T-SQL Tuesday – Indexes
When Michael J Swart asked me to take part in T-SQL Tuesday #10 – Indexes, I was incredibly flattered. Nobody’s ever asked me to do anything since a cop asked me to stop doing that one thing (speeding). I had to say yes. Here’s my contribution to T-SQL Tuesday #10.
[caption id="" align=“alignright” width=“241”] An index is a horological lever-like something or other.[/caption]
WTF is an index? My 1967 Children’s World Book Encyclopedia doesn’t provide a definition for an index. That’s probably because it’s an encyclopedia and not a dictionary Thanks to the local gypsy garage sale going on in my neighborhood, I was able to acquire a dictionary from 1934 which defines an index as “a leverlike regulator for a hairspring.” Apparently this has something to do with clocks. If you try to verify this, you’ll notice that it’s a horological term. Apparently that has something to do with clocks and not adult entertainment. Obviously neither my Children’s World Book Encyclopedia nor my Book of Learnin’ and Such was going to help me define an index. In the spirit of true science, I realized that I would have to make something up. Or do my homework. One of the two.
SQL Server and a Drought of Options
SQL Server doesn’t have a wealth of indexing options available. In fact, there are fundamentally only two options – indexed and STFU. Sure, there are multiple indexing techniques, but this is my story. At the core of SQL Server’s indexing strategy is the self-balancing binary search tree or, for those who don’t like to sound like pompous assfaces, the b-tree. B-trees are full of special magic. Well, not really. A b-tree is based on an algorithmic model that strives to keep the height of the search tree (the number of nodes between the root and the leaf nodes) as small as possible. This means that finding any single piece of information should be equally as cheap/expensive as finding any other piece of information. That sounds great, right? Well, one of the fundamental indexing problems is that the data in the index has to be kept up to date as the data in the table changes. You can’t have data flying around willy nilly. This is where we get to start sub-typing our b-trees.
Oh, So There ARE Options
Yes, I lied to you. Sort of. SQL Server has multiple types of indexes, just not multiple… types of index. There’s no way to control the indexing mechanism that SQL Server uses, you’re stuck with the pompous assfacery of self-balancing binary search trees (it’s not really a bad thing). So, getting back to the topic at hand, in SQL Server we do have options. Two of them: clustered and non-clustered indexes.
Cluster This!

^^^^^^^^^^^^^^^^

[What you will do]
[A] In the indexing post, what two kinds of index does SQL Server offer?
[B] Tally the lines in the rows below that contain the string "cabinet", with case counting, and give only the number.

[The data]
^^^^^^^^^^^^^^^^

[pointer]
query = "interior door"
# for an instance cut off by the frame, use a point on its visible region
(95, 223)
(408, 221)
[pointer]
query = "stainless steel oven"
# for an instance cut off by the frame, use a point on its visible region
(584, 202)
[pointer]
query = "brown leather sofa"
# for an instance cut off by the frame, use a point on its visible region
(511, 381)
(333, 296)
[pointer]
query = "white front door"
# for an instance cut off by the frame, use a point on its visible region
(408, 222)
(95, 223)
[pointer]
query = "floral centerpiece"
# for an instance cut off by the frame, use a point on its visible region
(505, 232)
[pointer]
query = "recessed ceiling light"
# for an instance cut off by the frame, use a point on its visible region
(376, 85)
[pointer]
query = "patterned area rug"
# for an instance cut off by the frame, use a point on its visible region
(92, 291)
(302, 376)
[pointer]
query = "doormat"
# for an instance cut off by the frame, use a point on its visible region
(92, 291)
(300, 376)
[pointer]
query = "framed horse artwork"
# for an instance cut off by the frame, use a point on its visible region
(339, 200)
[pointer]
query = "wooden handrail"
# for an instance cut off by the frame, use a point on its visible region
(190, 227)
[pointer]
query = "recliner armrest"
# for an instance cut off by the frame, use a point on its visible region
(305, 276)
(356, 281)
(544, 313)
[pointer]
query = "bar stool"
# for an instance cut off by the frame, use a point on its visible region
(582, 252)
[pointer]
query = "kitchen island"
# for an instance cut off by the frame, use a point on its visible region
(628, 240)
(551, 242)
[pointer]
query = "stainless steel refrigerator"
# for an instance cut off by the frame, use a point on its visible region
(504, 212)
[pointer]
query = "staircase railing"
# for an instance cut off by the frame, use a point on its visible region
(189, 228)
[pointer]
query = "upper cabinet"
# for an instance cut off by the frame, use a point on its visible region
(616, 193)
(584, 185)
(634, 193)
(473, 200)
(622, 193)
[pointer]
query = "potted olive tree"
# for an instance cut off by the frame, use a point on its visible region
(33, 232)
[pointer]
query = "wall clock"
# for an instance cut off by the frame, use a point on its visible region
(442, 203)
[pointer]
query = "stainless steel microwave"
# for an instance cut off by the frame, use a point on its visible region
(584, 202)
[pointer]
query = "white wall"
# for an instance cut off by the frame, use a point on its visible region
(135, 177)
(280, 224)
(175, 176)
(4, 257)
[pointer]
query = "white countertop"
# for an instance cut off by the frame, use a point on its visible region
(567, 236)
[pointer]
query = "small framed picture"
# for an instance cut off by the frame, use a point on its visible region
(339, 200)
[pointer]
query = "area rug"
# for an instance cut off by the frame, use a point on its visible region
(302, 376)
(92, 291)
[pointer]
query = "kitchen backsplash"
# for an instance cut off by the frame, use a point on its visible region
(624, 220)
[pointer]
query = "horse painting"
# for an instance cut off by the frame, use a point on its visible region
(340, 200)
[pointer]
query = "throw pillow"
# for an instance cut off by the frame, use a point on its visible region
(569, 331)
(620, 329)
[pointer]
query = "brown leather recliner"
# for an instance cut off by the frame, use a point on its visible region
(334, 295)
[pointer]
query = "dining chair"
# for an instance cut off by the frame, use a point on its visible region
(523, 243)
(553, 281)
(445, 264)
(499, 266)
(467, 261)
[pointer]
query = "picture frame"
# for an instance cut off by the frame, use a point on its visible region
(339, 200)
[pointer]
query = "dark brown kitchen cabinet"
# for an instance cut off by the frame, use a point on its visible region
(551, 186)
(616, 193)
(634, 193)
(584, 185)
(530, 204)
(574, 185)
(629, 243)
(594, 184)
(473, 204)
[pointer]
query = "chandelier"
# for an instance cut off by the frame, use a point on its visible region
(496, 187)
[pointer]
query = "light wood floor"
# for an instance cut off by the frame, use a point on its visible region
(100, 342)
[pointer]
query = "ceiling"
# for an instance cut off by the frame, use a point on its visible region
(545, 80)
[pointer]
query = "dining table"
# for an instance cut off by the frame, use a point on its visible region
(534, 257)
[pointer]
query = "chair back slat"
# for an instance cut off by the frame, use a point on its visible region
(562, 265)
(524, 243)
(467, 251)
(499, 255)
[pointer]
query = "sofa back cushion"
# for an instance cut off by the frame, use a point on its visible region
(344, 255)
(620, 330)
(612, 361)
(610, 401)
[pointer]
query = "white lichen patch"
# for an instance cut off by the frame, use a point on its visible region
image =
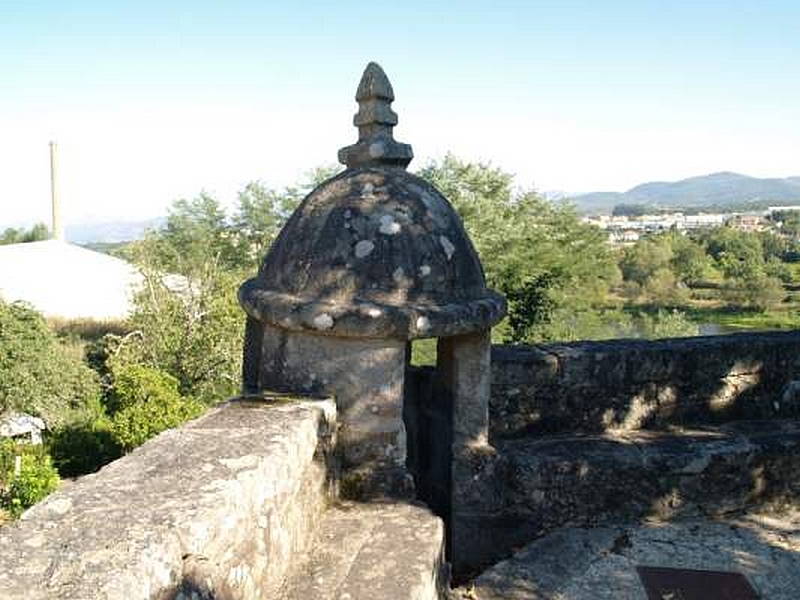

^^^^^^^^^^^^^^^^

[Replies]
[A] Clustered and non-clustered indexes.

[B] 2